TASK DETAILS:
For the listing below, return the line containing "like (125, 118).", the line containing "like (305, 138).", and all lines in between, exactly as written and nothing else.

SOURCE DATA:

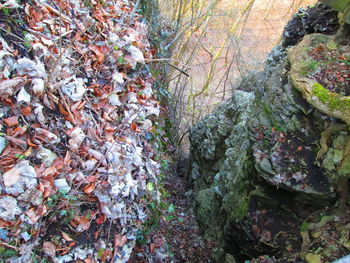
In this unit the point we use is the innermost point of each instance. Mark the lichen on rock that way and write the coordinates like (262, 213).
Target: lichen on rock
(254, 161)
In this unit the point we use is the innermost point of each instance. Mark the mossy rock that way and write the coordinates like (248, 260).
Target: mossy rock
(330, 103)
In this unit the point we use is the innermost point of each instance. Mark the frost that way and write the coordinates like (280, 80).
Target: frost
(8, 208)
(26, 66)
(136, 54)
(74, 89)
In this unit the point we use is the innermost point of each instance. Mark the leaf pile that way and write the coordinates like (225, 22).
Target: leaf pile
(331, 67)
(76, 105)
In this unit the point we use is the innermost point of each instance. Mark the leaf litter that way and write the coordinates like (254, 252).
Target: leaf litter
(76, 103)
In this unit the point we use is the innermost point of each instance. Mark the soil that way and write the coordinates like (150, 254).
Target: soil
(331, 67)
(179, 239)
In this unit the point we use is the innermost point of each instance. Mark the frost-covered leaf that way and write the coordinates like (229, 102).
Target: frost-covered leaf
(23, 96)
(136, 54)
(49, 248)
(11, 177)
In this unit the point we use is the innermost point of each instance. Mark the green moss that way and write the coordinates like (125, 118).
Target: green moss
(333, 100)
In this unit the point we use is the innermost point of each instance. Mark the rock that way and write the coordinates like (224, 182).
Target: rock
(317, 19)
(341, 6)
(9, 208)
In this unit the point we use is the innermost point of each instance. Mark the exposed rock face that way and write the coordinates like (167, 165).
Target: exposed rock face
(254, 167)
(317, 19)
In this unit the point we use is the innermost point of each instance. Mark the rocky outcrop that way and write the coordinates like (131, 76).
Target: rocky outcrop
(255, 167)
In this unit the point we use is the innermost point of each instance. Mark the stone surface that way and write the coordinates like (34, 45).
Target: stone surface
(254, 166)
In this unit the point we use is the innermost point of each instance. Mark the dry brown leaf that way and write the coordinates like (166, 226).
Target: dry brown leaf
(133, 126)
(11, 177)
(89, 188)
(66, 236)
(49, 248)
(119, 240)
(11, 121)
(9, 86)
(33, 215)
(97, 50)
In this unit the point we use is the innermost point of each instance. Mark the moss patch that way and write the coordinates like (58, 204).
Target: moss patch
(333, 100)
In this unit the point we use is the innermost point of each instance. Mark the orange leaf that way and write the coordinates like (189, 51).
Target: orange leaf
(89, 188)
(11, 121)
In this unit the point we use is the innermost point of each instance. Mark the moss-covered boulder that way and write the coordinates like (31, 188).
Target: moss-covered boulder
(341, 6)
(257, 170)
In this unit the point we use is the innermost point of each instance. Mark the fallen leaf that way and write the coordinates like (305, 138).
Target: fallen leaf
(313, 258)
(133, 126)
(66, 236)
(97, 50)
(119, 240)
(11, 121)
(89, 188)
(11, 177)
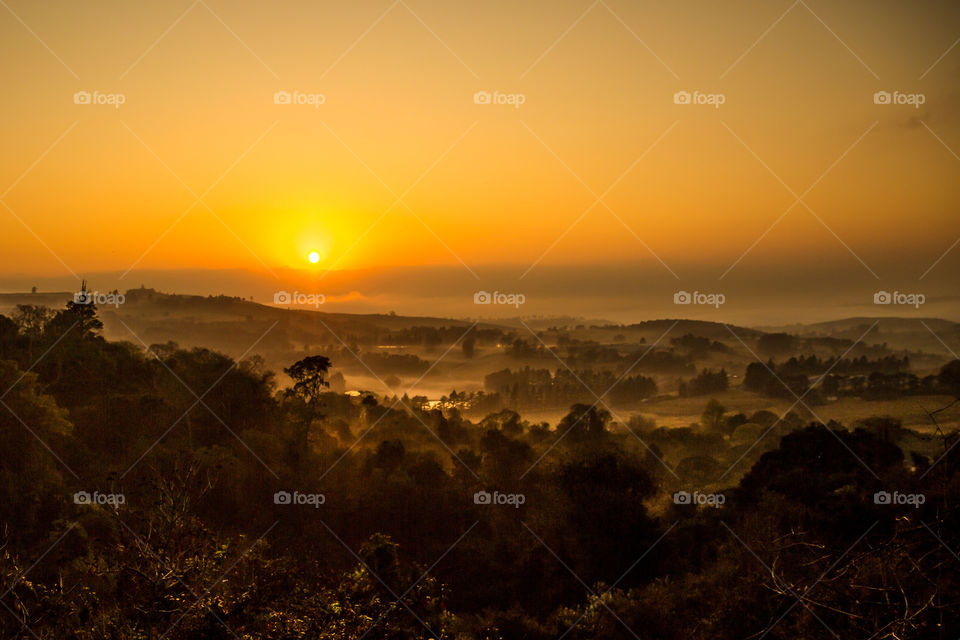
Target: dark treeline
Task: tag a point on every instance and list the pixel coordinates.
(170, 493)
(883, 378)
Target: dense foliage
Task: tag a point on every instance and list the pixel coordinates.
(171, 493)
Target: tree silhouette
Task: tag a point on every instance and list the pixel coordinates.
(309, 377)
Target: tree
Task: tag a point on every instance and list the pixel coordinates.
(712, 417)
(468, 346)
(585, 422)
(309, 377)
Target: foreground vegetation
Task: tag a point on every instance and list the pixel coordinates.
(170, 493)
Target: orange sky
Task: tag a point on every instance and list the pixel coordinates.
(111, 187)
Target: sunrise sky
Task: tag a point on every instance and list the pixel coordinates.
(200, 168)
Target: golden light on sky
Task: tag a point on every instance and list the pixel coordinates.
(244, 135)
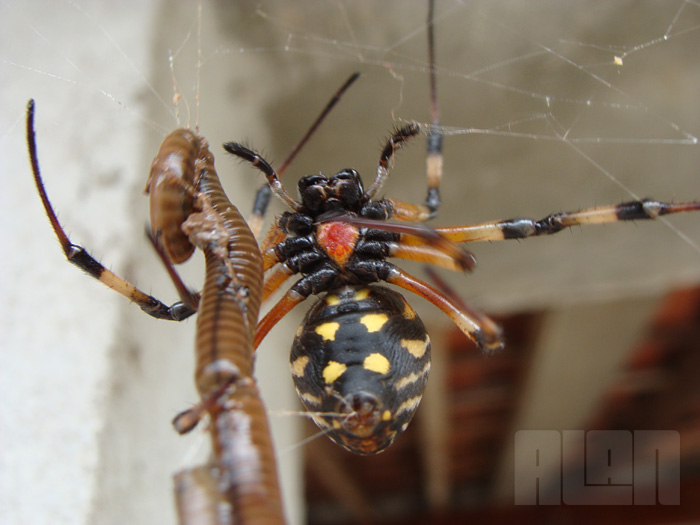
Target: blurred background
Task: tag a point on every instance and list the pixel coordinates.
(546, 107)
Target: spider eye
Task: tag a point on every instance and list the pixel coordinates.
(311, 180)
(349, 188)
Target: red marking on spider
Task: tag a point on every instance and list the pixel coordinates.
(338, 240)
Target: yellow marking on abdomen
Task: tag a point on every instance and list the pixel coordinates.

WORKED SOLUTION:
In this unit the point we use is the innermost point of each instance. Mark the green moss that way and write the coordinates like (125, 118).
Target: green moss
(333, 100)
In this unit the point we use is the innermost point of each instance. Mark the rock that way and write the coordinates like (224, 182).
Target: rock
(317, 19)
(341, 6)
(9, 208)
In this unit the point we use is the innermost point of each instance. Mark the exposed rock face that way and write the coordinates like (167, 165).
Target: exposed rock face
(254, 167)
(317, 19)
In this unit the point we use is the innermost point of each instance. Mark the rocky outcrop that way and write the coordinates like (131, 76).
Target: rocky outcrop
(255, 167)
In this unit the point we use is the innermost point of each instance. Mark the stone surface that way and write the coordinates like (34, 45).
Target: stone surface
(254, 166)
In this unit the point we use is the innermost point of each instance. Mark the dry brown leaf that way and write the coordinates like (166, 226).
Target: dry brown leaf
(133, 126)
(11, 177)
(89, 188)
(66, 236)
(49, 248)
(119, 240)
(11, 121)
(9, 86)
(33, 215)
(97, 50)
In this unit the point we use is the innermost point of each instance. Mark the moss patch that way and write the coordinates like (58, 204).
Target: moss patch
(333, 100)
In this unit the point we use is the innermost point of each instance. Mark the orange leaf that way and write the coordinates like (189, 51).
Target: orange leaf
(89, 188)
(11, 121)
In this unit the point we use is the innermost point of each instance. Mark the moss-covered boulder that way and write the coordinates like (31, 188).
Target: moss-covered boulder
(341, 6)
(257, 170)
In this unit the point we use is the innermost point of each instance. Mark the fallen leaf that way and write the coordinates like (305, 138).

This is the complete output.